Source passage —
··········

# progressive glasses and the camera



## Koru (Sep 25, 2006)

i was hoping to get two step progressive glasses but it turns out i need three step, closeup, computer and distance. i got measured up for them yesterday and will have them in a couple of weeks.

does anyone else here have three step progressive glasses? have you had any hassles with using your camera whilst wearing the glasses? 

rosesm


----------



## Gator_Nutz (Sep 27, 2006)

I tried those a few months ago when I needed to have a new prescription. I just could not get used to them so I went back to the regular "two step" bifocals. I cannot even use the progressive lenses in that either. For whatever reason my brain just will not accept them. I use the regular old lined bifocals again now and have no problems. I have a different pair of a single prescription, sort of like readers, that I use on my computer. 
No matter what kind they are, glasses are a real pain in the behind for me. I am seriously considering the Lasic surgery to see if I can get rid of them completely. I am just a bit nervous about that procedure though and as of yet, have not convinced myself to do it.
I HATE HAVING TO WEAR GLASSES. I can actually see better through my camera's viewfinder without any glasses. Then however, after taking a shot, I still have to put my glasses back on to see the LCD. Did I mention how much I hate glasses? I had absolutely perfect, stunning, and remarkable eyesight right up until I turned 40. Almost overnight I started going blind and it has gotten worse every year since.
I know that's probably not what yuou wanted to hear but you did ask Best of luck with yours.
James


----------



## Third Wave (May 24, 2004)

You'll just have to figure out which area to look through in your glasses to get the clearest result from your view finder. The opticians in my office said that your really should not find it difficult as long as you can get used to the glasses for every day use.

··········

Data to examine —
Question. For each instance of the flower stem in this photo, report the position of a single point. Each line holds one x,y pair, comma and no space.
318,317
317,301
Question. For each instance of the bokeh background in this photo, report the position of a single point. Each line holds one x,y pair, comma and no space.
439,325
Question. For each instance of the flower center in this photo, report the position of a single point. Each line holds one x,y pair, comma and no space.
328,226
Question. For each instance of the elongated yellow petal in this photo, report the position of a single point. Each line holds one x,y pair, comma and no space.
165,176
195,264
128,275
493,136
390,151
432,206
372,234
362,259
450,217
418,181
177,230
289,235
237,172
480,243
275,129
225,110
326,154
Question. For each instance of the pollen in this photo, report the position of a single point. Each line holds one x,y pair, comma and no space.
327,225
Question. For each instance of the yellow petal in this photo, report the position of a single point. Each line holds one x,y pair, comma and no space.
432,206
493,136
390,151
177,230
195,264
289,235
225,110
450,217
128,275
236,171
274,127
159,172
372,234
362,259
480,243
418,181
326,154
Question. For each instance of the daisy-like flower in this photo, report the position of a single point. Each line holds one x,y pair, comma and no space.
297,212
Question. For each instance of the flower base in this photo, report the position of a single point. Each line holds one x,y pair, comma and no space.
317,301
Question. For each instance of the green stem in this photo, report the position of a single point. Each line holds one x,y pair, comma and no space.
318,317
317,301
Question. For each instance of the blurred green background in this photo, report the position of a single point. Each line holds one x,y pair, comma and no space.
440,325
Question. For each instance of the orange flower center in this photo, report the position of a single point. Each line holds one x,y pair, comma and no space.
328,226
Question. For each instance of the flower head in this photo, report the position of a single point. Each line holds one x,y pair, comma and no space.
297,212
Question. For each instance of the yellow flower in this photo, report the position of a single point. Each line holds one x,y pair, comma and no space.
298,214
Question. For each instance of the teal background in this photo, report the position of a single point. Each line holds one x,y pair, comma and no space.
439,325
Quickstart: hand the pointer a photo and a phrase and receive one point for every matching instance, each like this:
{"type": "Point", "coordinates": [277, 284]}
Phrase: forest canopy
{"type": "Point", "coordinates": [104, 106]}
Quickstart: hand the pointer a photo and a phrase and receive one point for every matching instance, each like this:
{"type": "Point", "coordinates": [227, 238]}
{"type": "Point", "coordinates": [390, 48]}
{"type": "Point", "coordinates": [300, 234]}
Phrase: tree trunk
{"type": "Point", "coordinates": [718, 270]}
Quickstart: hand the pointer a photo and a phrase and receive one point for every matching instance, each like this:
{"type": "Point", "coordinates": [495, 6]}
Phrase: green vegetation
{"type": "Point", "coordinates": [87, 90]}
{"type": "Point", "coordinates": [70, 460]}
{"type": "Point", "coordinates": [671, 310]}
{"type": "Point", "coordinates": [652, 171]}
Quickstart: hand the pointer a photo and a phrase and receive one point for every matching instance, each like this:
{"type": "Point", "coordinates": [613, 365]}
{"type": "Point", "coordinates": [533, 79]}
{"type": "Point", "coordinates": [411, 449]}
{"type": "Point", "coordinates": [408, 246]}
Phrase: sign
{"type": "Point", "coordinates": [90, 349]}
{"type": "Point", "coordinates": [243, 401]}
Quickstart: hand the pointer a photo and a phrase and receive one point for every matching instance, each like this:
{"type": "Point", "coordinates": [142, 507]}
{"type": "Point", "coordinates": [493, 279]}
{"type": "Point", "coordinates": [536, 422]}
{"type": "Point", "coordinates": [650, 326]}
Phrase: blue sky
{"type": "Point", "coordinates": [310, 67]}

··········

Instructions —
- 1) In the thread about progressive glasses and the camera, which three kinds of vision does the first post say the three-step glasses must cover?
- 2) Copy the part of the glasses thread starting at "I tried those" and ending at "on my computer.", word for word.
The lines have nothing to do with the thread about progressive glasses and the camera.

Replies —
- 1) closeup, computer, distance

- 2)
I tried those a few months ago when I needed to have a new prescription. I just could not get used to them so I went back to the regular "two step" bifocals. I cannot even use the progressive lenses in that either. For whatever reason my brain just will not accept them. I use the regular old lined bifocals again now and have no problems. I have a different pair of a single prescription, sort of like readers, that I use on my computer.